Can you retype the review of Emma In The Night word for word, keeping every line?

§ **PAGE EXTRACT**

◆ ◆ ◆ ◆

This book highlights the shortcomings of parents, elders, and ‘the system’. Time and time again there were opportunities in which people could have prevented the girls from disappearing. However, the adults they trusted or were supposed to trust let them down. It is so common for adults to underestimate what kids know and understand; it happens to me all the time and I’m sure many of you can relate. Kids absorb so much of what is going on around them, a lot that they don’t understand but they absorb it nonetheless, and it’s crucial for adults to not take that lightly.

I have never been able to show my feelings like Emma, on the outside. But that does not mean they are not stirring inside me. By the time I finally escaped, I think my feelings eclipsed anything Emma had ever felt. I could feel the scream inside me.

Mental illness is addressed a lot in this book, specifically how it can hide in plain sight and how it’s often passed down. Abby was constantly shut down whenever she brought up mental illness as a possible trigger to the Tanner sisters disappearance. As someone that personally suffers from mental illness I know how easy it is to hide. This isn’t a disease that has any outward effects and with the stigma surrounding it it can easily be looked over. A lot of times people get no official diagnosis and thus they get no treatment leaving the disease with the potential to wreck havoc on them and their loved ones. It was interesting to see how in the court of law it is difficult to pursue a lead based on a suspected mental illness and I thought Wendy did a great job of conveying Abby’s frustration over the roadblocks she routinely has to jump over.

Cass, he’d said, was no threat. She was weak. She was a follower. But Emma, she was trouble. She wanted power and didn’t know her place the way her mother did. He’d suggested that she was aware of her appeal with men and had started to use it. She said Jonathan had used that expression–Lolita.

The plot twist at the end still has me shook. The way Wendy twisted and turned everything made it impossible to see what was coming next. The layers upon layers of manipulation and deceit was so thought out and well executed and I’m always so in awe of authors with that ability. Thought provoking and pulse pounding you won’t regret getting to know Emma In The Night.

◆ ◆ ◆ ◆

§ **DATASET RECORDS**

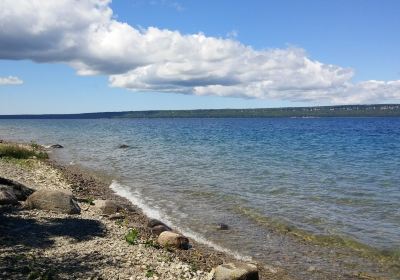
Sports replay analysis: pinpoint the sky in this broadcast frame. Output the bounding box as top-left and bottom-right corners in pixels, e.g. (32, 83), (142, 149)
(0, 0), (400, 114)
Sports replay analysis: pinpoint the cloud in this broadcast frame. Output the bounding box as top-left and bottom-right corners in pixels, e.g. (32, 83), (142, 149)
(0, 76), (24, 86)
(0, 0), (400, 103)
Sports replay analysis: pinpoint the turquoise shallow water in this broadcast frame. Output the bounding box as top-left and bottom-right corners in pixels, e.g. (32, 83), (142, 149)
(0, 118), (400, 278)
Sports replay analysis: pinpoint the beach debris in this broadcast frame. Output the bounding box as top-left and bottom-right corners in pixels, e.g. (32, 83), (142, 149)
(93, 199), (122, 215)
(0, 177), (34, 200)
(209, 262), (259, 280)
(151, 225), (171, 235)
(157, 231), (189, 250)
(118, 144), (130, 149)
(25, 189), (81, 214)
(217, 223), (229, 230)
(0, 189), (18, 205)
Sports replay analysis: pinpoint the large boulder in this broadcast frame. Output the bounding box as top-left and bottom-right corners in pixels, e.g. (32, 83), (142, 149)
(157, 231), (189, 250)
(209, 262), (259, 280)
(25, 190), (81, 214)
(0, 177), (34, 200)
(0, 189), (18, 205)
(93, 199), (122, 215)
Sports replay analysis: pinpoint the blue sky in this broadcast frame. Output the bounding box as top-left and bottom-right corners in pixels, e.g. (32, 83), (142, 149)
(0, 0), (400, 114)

◆ ◆ ◆ ◆

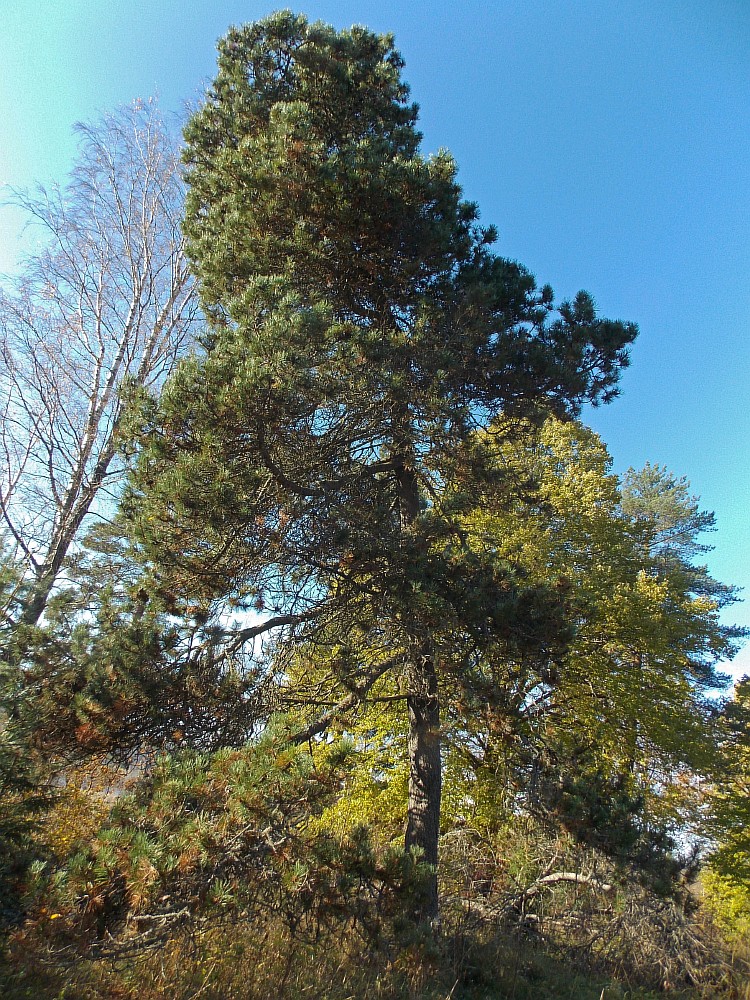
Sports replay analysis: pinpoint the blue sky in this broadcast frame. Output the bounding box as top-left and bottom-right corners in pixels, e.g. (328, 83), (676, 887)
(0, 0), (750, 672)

◆ ◆ ◆ ◆

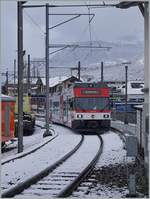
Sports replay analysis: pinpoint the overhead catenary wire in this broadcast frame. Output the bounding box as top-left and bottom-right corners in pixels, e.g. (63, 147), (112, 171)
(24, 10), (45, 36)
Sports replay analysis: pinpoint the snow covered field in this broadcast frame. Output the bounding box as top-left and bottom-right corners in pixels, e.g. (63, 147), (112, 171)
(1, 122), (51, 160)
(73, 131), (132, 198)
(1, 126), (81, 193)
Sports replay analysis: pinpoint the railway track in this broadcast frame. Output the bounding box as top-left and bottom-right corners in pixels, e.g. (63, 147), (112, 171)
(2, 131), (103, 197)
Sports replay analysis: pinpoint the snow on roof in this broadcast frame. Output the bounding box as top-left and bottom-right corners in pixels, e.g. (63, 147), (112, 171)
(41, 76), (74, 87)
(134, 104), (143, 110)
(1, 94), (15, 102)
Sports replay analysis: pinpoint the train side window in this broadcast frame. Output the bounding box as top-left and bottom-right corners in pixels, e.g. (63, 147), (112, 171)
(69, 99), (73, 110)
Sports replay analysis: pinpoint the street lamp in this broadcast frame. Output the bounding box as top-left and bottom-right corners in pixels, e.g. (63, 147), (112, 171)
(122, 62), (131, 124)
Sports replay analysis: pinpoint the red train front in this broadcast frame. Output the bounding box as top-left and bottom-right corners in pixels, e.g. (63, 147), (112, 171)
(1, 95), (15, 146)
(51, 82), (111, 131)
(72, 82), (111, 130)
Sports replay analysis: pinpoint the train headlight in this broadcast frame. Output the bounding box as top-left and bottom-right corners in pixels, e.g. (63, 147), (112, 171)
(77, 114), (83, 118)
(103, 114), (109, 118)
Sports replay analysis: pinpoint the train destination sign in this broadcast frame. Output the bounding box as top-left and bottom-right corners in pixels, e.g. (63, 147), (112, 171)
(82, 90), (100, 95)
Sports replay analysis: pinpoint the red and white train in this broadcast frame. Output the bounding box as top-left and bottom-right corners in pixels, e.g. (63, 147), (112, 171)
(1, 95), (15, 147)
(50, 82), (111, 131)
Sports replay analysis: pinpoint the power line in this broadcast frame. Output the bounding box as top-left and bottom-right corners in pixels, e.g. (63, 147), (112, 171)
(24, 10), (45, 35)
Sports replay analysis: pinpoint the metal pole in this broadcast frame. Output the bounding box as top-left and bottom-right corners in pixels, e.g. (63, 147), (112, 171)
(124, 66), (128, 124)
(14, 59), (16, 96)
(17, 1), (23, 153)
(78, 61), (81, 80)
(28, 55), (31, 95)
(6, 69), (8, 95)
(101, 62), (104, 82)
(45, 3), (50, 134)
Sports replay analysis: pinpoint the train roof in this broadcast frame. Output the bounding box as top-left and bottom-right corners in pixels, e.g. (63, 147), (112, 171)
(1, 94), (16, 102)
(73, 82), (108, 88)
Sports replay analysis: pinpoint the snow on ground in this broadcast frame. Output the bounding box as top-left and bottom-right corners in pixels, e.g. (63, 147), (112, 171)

◆ ◆ ◆ ◆

§ **ANSWER TO THE PROBLEM**
This book highlights the shortcomings of parents, elders, and ‘the system’. Time and time again there were opportunities in which people could have prevented the girls from disappearing. However, the adults they trusted or were supposed to trust let them down. It is so common for adults to underestimate what kids know and understand; it happens to me all the time and I’m sure many of you can relate. Kids absorb so much of what is going on around them, a lot that they don’t understand but they absorb it nonetheless, and it’s crucial for adults to not take that lightly.

I have never been able to show my feelings like Emma, on the outside. But that does not mean they are not stirring inside me. By the time I finally escaped, I think my feelings eclipsed anything Emma had ever felt. I could feel the scream inside me.

Mental illness is addressed a lot in this book, specifically how it can hide in plain sight and how it’s often passed down. Abby was constantly shut down whenever she brought up mental illness as a possible trigger to the Tanner sisters disappearance. As someone that personally suffers from mental illness I know how easy it is to hide. This isn’t a disease that has any outward effects and with the stigma surrounding it it can easily be looked over. A lot of times people get no official diagnosis and thus they get no treatment leaving the disease with the potential to wreck havoc on them and their loved ones. It was interesting to see how in the court of law it is difficult to pursue a lead based on a suspected mental illness and I thought Wendy did a great job of conveying Abby’s frustration over the roadblocks she routinely has to jump over.

Cass, he’d said, was no threat. She was weak. She was a follower. But Emma, she was trouble. She wanted power and didn’t know her place the way her mother did. He’d suggested that she was aware of her appeal with men and had started to use it. She said Jonathan had used that expression–Lolita.

The plot twist at the end still has me shook. The way Wendy twisted and turned everything made it impossible to see what was coming next. The layers upon layers of manipulation and deceit was so thought out and well executed and I’m always so in awe of authors with that ability. Thought provoking and pulse pounding you won’t regret getting to know Emma In The Night.